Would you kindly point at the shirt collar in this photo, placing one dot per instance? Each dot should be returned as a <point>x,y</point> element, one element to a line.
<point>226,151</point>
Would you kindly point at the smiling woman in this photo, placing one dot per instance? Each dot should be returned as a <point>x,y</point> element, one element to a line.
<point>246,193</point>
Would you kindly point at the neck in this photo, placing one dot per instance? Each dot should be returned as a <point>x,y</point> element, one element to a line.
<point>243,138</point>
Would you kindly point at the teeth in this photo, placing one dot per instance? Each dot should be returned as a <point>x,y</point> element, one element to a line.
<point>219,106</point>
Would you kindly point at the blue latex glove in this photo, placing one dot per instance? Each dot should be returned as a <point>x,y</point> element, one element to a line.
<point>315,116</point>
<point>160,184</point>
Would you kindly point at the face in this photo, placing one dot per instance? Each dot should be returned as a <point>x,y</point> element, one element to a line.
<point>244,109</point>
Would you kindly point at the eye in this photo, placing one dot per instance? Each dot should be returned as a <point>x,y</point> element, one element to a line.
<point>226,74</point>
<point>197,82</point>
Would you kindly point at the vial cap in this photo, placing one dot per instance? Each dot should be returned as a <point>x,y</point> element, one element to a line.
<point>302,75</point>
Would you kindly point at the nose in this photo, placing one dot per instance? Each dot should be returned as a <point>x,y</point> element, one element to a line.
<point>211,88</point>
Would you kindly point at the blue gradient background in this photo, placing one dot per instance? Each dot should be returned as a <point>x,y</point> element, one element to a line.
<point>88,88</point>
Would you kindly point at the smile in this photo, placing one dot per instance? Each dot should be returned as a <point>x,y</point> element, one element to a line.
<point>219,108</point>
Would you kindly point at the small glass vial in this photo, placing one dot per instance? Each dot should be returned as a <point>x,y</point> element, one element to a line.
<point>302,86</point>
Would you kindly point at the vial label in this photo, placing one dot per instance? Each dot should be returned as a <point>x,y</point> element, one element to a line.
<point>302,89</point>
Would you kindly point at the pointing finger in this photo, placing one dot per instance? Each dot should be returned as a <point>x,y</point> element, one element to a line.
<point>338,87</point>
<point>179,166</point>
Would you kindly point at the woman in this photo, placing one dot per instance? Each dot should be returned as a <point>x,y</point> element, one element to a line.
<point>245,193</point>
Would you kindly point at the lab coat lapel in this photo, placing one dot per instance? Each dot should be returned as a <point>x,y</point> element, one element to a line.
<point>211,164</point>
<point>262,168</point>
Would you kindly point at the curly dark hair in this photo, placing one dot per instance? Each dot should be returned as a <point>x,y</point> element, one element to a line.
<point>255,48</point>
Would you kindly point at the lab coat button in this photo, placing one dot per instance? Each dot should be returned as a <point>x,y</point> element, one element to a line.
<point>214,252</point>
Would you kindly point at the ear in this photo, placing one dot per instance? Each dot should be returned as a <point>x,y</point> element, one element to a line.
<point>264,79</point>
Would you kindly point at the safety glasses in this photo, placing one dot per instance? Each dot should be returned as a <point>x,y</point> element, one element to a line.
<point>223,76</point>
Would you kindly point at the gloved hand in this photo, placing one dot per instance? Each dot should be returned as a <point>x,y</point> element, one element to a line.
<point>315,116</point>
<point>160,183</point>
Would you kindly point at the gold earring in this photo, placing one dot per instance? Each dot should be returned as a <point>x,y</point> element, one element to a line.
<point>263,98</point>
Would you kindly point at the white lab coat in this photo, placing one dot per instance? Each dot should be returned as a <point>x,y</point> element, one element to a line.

______________________________

> _Exercise objective_:
Could you please print the entire listing exactly?

> _Exercise answer_:
Would you kindly point at the shirt collar in this photo, placing one dot per instance? Each dot should be returned as a <point>x,y</point> element, one element to a line.
<point>226,151</point>
Would you kindly point at the smiling woman in this photo, placing one dot per instance? Each dot should be returned as a <point>x,y</point> element, one element to a line.
<point>246,193</point>
Would you kindly point at the neck in this photo, placing one dot per instance? Each dot should be returned as a <point>x,y</point> element, one element to a line.
<point>243,138</point>
Would you kindly point at the teeth in this photo, placing one dot per instance? Each dot should be returned as a <point>x,y</point> element, one element to a line.
<point>219,106</point>
Would you kindly point at the blue latex glove in this photo, placing one dot per instance? Each dot should be returned as a <point>x,y</point> element, one element to a line.
<point>315,116</point>
<point>160,184</point>
Would you kindly point at the face in this photo, placing one dot per instance? Each dot should be returned as a <point>x,y</point> element, one element to a line.
<point>244,109</point>
Would you kindly point at the eye in this photo, placing one dot per instance? Each dot should be returned as a <point>x,y</point> element, one element to a line.
<point>226,74</point>
<point>197,82</point>
Would you kindly point at the vial cap in this photo, placing one dot per instance? Each dot should be returned as a <point>x,y</point> element, one element to a line.
<point>302,75</point>
Would you kindly point at the nose in this photo, placing one dot per instance? Each dot should be returned as a <point>x,y</point> element, one element to a line.
<point>211,88</point>
Would you kindly point at the blue gradient background in this photo, placing one dot per instance? Each dot should be returned as a <point>x,y</point> element, one element to a line.
<point>88,88</point>
Would you kindly point at the smile in this photo, placing one dot per instance? Each dot should be returned as a <point>x,y</point> element, one element to a line.
<point>219,108</point>
Would you kindly point at the small glass vial in this photo, placing one dot per instance? Each dot should be returned as a <point>x,y</point> element, one element to a line.
<point>302,86</point>
Would you kindly point at the vial label in this photo, placing one dot per instance? Each dot should be returned as a <point>x,y</point> element, one element to a line.
<point>302,89</point>
Would you kindly point at the pointing finger in this photo, placing one dot per instance? Each dot should be returned as a <point>x,y</point> element, one element to a line.
<point>338,87</point>
<point>179,166</point>
Would you kindly point at the woman in this photo, placing one dot per instance? Each dot should be returned as a <point>x,y</point> element, one element to a line.
<point>245,193</point>
Would you kindly point at the lab coat lapel in this photo, placing one dot per instance? Each dot should be returned as a <point>x,y</point> element, one element to a line.
<point>211,164</point>
<point>262,168</point>
Would you kindly point at the curly dark hair in this photo, placing one dot per instance? Each dot should be returned as a <point>x,y</point> element, one element to a line.
<point>255,48</point>
Would you kindly point at the lab coat button in this photo, placing one dot per instance? Each dot should be returned as a <point>x,y</point> element, one element to a line.
<point>214,252</point>
Would you kindly point at the ear in this photo, placing one dot per instance? Each dot should be returned as a <point>x,y</point> element, one element to a line.
<point>264,79</point>
Would you kindly point at the safety glasses in this photo, placing one dot per instance? Each dot should be returned as a <point>x,y</point> element, one element to a line.
<point>223,76</point>
Would you kindly point at the gloved hand in this photo, placing one dot per instance? Each dot should be returned as a <point>x,y</point> element, one element to a line.
<point>315,116</point>
<point>160,183</point>
Would you kindly point at the gold earring in this photo, placing one dot per instance? Each dot should be returned as a <point>x,y</point> element, one element to a line.
<point>263,98</point>
Would you kindly point at the white lab coat in this photo, placing one dot per instance? Each dot should be returned as a <point>x,y</point> element, one element to a line.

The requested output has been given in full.